#### [AIM]
Reproduce the following records word for word, keeping every line unchanged.

#### [SUPPLIED MATERIAL]
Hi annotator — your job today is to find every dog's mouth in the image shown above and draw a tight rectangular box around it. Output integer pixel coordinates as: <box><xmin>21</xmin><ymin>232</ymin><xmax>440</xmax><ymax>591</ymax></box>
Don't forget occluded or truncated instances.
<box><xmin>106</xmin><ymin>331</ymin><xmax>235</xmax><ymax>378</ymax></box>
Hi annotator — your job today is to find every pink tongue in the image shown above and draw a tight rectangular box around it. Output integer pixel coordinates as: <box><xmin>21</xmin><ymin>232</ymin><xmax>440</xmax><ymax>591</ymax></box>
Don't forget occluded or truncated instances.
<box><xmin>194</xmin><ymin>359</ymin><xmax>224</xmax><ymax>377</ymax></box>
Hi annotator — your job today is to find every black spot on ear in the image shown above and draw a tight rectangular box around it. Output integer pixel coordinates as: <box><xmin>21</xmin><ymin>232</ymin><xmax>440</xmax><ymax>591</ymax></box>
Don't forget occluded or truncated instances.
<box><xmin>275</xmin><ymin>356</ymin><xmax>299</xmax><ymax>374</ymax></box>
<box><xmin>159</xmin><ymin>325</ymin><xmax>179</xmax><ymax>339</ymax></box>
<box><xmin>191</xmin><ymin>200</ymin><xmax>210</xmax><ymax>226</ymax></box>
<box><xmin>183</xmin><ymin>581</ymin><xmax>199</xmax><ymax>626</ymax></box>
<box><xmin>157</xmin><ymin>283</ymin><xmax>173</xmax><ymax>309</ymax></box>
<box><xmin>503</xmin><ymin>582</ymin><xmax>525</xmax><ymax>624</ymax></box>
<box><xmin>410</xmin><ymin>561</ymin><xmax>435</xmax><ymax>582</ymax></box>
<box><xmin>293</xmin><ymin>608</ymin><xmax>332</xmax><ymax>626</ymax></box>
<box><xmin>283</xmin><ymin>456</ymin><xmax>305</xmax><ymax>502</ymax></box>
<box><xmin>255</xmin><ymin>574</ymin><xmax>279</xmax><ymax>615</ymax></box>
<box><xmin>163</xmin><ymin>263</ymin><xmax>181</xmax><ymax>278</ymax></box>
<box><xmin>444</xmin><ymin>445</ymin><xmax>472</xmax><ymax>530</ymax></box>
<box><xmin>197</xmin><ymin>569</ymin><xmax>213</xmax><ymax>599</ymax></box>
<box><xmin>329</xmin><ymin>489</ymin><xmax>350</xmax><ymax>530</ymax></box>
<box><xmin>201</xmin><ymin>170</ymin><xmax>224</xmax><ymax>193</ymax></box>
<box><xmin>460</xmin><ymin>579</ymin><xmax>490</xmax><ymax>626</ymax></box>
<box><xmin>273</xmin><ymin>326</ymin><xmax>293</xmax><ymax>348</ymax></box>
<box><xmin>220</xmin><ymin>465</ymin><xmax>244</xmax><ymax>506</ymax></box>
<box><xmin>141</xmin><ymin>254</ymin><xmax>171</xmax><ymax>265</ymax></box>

#### [FULL SOLUTION]
Hi annotator — your job today is to find every dog's mouth in the image shown above and draw a tight rectangular box around it. Output integer pixel coordinates as: <box><xmin>21</xmin><ymin>232</ymin><xmax>440</xmax><ymax>591</ymax></box>
Don't forget occluded or truncated instances.
<box><xmin>106</xmin><ymin>331</ymin><xmax>235</xmax><ymax>378</ymax></box>
Hi annotator — your job today is to find every pink tongue in the image shown above and draw a tight rectangular box around it. Output integer pixel coordinates as: <box><xmin>21</xmin><ymin>232</ymin><xmax>440</xmax><ymax>591</ymax></box>
Don't forget occluded or truncated instances.
<box><xmin>194</xmin><ymin>359</ymin><xmax>224</xmax><ymax>377</ymax></box>
Hi annotator — your job today is to find every black spot on ear in the image shown above and draw a tight rectangular box around it. Output integer pixel coordinates as: <box><xmin>21</xmin><ymin>232</ymin><xmax>440</xmax><ymax>591</ymax></box>
Don't forget occluded or truncated instances.
<box><xmin>275</xmin><ymin>356</ymin><xmax>299</xmax><ymax>374</ymax></box>
<box><xmin>159</xmin><ymin>325</ymin><xmax>179</xmax><ymax>339</ymax></box>
<box><xmin>191</xmin><ymin>200</ymin><xmax>210</xmax><ymax>226</ymax></box>
<box><xmin>183</xmin><ymin>581</ymin><xmax>199</xmax><ymax>626</ymax></box>
<box><xmin>157</xmin><ymin>283</ymin><xmax>173</xmax><ymax>309</ymax></box>
<box><xmin>503</xmin><ymin>582</ymin><xmax>525</xmax><ymax>624</ymax></box>
<box><xmin>410</xmin><ymin>561</ymin><xmax>435</xmax><ymax>582</ymax></box>
<box><xmin>293</xmin><ymin>608</ymin><xmax>332</xmax><ymax>626</ymax></box>
<box><xmin>283</xmin><ymin>456</ymin><xmax>305</xmax><ymax>502</ymax></box>
<box><xmin>255</xmin><ymin>574</ymin><xmax>279</xmax><ymax>615</ymax></box>
<box><xmin>163</xmin><ymin>263</ymin><xmax>181</xmax><ymax>278</ymax></box>
<box><xmin>444</xmin><ymin>445</ymin><xmax>472</xmax><ymax>530</ymax></box>
<box><xmin>197</xmin><ymin>569</ymin><xmax>213</xmax><ymax>599</ymax></box>
<box><xmin>329</xmin><ymin>489</ymin><xmax>350</xmax><ymax>530</ymax></box>
<box><xmin>201</xmin><ymin>170</ymin><xmax>224</xmax><ymax>193</ymax></box>
<box><xmin>460</xmin><ymin>579</ymin><xmax>490</xmax><ymax>626</ymax></box>
<box><xmin>273</xmin><ymin>326</ymin><xmax>293</xmax><ymax>348</ymax></box>
<box><xmin>220</xmin><ymin>465</ymin><xmax>244</xmax><ymax>506</ymax></box>
<box><xmin>141</xmin><ymin>254</ymin><xmax>171</xmax><ymax>265</ymax></box>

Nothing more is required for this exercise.